* **BRIEF**
Repeat the material exactly, every line of it.

——

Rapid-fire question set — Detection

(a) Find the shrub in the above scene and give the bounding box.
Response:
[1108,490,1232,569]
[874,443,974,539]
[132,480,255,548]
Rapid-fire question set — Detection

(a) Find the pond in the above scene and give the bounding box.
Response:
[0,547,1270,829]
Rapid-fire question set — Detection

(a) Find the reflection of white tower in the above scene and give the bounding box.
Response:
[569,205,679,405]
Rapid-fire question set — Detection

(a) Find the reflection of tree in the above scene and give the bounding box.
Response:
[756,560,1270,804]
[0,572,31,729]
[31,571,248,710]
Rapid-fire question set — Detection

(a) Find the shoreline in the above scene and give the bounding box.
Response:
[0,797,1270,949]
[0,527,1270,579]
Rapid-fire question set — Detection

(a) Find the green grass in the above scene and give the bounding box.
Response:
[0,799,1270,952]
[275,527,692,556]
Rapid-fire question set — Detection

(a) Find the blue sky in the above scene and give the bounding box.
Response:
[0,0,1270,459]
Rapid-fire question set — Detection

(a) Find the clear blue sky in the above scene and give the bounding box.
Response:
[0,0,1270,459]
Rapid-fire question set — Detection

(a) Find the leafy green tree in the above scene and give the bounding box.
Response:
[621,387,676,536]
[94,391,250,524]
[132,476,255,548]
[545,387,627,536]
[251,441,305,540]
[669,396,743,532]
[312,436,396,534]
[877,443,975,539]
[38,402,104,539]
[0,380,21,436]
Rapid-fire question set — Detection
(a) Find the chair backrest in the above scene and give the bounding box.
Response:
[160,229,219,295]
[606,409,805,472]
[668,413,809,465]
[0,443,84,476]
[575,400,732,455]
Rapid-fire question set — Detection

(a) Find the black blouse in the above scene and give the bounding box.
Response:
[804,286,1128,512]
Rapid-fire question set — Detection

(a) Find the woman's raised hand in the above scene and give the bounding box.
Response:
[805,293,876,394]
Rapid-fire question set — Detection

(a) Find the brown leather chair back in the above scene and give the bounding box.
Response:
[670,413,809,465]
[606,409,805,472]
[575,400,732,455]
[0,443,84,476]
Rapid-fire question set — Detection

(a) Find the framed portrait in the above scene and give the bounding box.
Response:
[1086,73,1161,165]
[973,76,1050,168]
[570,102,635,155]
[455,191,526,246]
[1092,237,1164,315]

——

* **SOLUTION TO THE PROBLEM**
Rapid-fire question set — Detection

(a) Find the shrub in the above scene and give the bounding box.
Response:
[1108,490,1232,569]
[874,443,974,539]
[132,480,255,548]
Rapid-fire question set — Detection

(a) Find the pond in the above scene and give the bounding box.
Response:
[0,547,1270,829]
Rapid-fire question set — Detection

(a) Find the reflection of white tower in the above scene and give the bounding box.
Response:
[569,205,679,405]
Rapid-fire question set — Detection

(a) Find the reflection of tree in the above scene and give the bounding box.
Response:
[756,560,1270,804]
[0,572,31,729]
[31,571,248,710]
Rapid-fire question set — Detection

(a) Find the shoreline in the above scene and give the bounding box.
Response:
[0,797,1270,949]
[0,527,1270,579]
Rapid-fire question set — Detection

(a) Find the green grass in the above scene and give the bounding box.
Response:
[0,799,1270,952]
[275,527,692,556]
Rapid-fire question set — Detection

(a) Find the blue sky in the above scene and give the bounding box.
Response:
[0,0,1270,459]
Rapid-fire question set — Detection

(a) Find the clear blue sky in the above scene and give the bounding box.
Response:
[0,0,1270,459]
Rapid-fire question set — Detection

(a) Find the leafy green tree in the above scene and give the bounding box.
Response:
[621,387,676,536]
[94,391,250,524]
[132,476,255,548]
[545,387,627,536]
[251,441,305,540]
[669,396,743,532]
[312,436,396,534]
[877,443,975,539]
[38,402,104,539]
[0,380,21,436]
Rapid-fire question set — Detection
(a) Find the chair backrest in the above scene and give the bounding box.
Response:
[160,229,219,295]
[606,409,805,472]
[668,413,809,465]
[0,443,84,476]
[575,400,732,455]
Rapid-fire question set — Detection

(a) Find the black blouse in the above scene and give the bounding box.
Response:
[804,286,1128,512]
Rapid-fire question set — Detection

(a) Find the woman's raised hand in the above scene and give the bounding box.
Response:
[805,293,876,394]
Rapid-fire question set — Detection

(a) Find the brown leather chair back in the above scene and give the bounding box.
Response:
[670,413,809,465]
[606,409,805,472]
[575,400,732,455]
[0,443,84,476]
Rapid-fire question set — Detection

(a) Find the framed portrait in the above scene and give the bounding box.
Response:
[1086,73,1161,165]
[973,76,1050,168]
[570,102,635,155]
[455,191,526,246]
[1092,237,1164,315]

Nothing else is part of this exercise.